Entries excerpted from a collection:
+---+

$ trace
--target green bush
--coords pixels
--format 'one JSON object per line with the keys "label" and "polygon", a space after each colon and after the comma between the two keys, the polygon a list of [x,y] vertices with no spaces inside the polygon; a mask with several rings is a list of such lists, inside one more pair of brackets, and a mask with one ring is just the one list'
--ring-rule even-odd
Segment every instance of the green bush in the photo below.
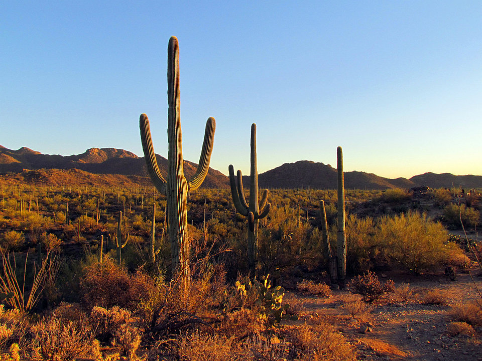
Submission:
{"label": "green bush", "polygon": [[390,260],[415,273],[446,262],[456,248],[441,224],[418,212],[382,217],[376,237]]}
{"label": "green bush", "polygon": [[478,225],[480,216],[477,211],[464,204],[449,204],[443,209],[443,217],[449,227],[457,229],[462,227],[461,218],[464,227],[473,227]]}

+---+

**WHAT IS EXPECTED:** Present the entries above as a numbered list of their lines, omitting any blank lines and leaving the pictures out.

**ANSWER FOR THIS EXERCISE:**
1. $ trace
2. --target green bush
3. --coords pixels
4. --format 'one JSON object per line with the keys "label" and "polygon", a space after each colon and after the comma between the two keys, the polygon a list of [x,y] vertices with no spaces inside the polygon; a mask with several rings is a list of such lists, inside one more pair of brackets, and a mask with one ring is just the one list'
5. --ring-rule even-odd
6. Segment every instance of the green bush in the photo below.
7. Submission:
8. {"label": "green bush", "polygon": [[390,260],[415,273],[446,262],[456,248],[441,224],[418,212],[382,217],[376,237]]}
9. {"label": "green bush", "polygon": [[478,225],[480,216],[477,211],[464,204],[449,204],[443,209],[443,217],[449,227],[457,229],[462,227],[461,218],[464,227],[473,227]]}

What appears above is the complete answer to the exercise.